How many lines in the records below contain the word "each"? Reply with the number alone.

**Data section:**
______________________________
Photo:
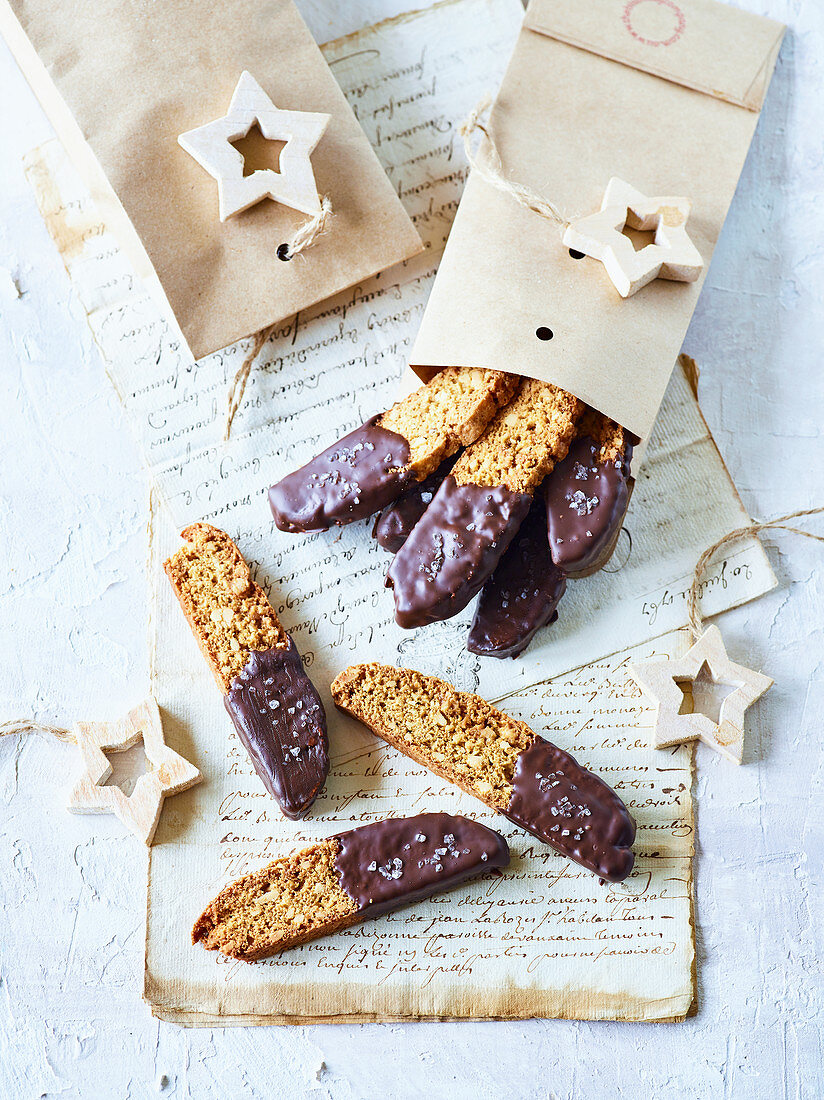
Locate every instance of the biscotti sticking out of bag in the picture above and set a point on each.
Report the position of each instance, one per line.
______________________________
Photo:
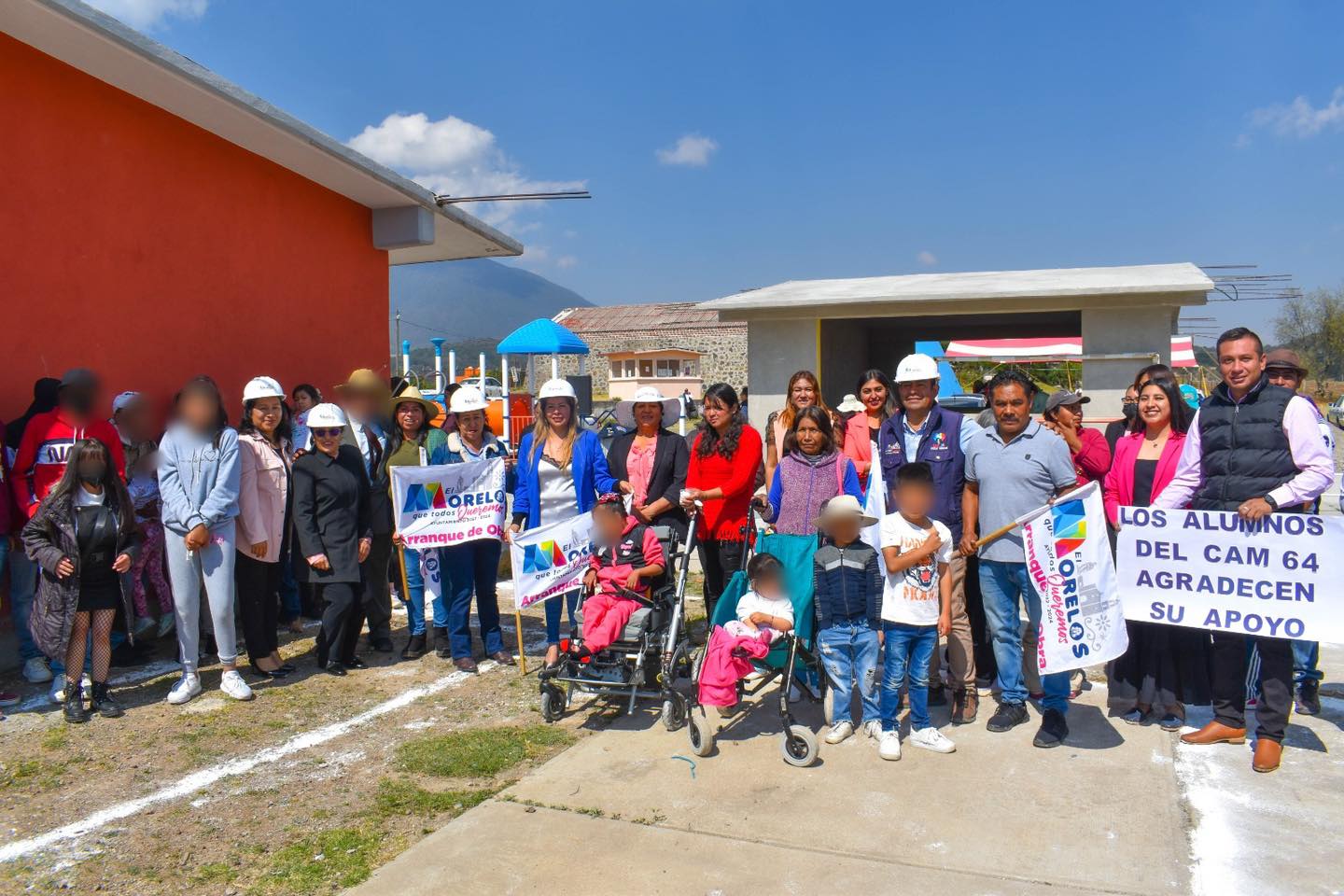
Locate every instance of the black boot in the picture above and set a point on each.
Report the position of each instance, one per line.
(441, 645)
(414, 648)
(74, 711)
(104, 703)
______________________________
**Finished task:** 4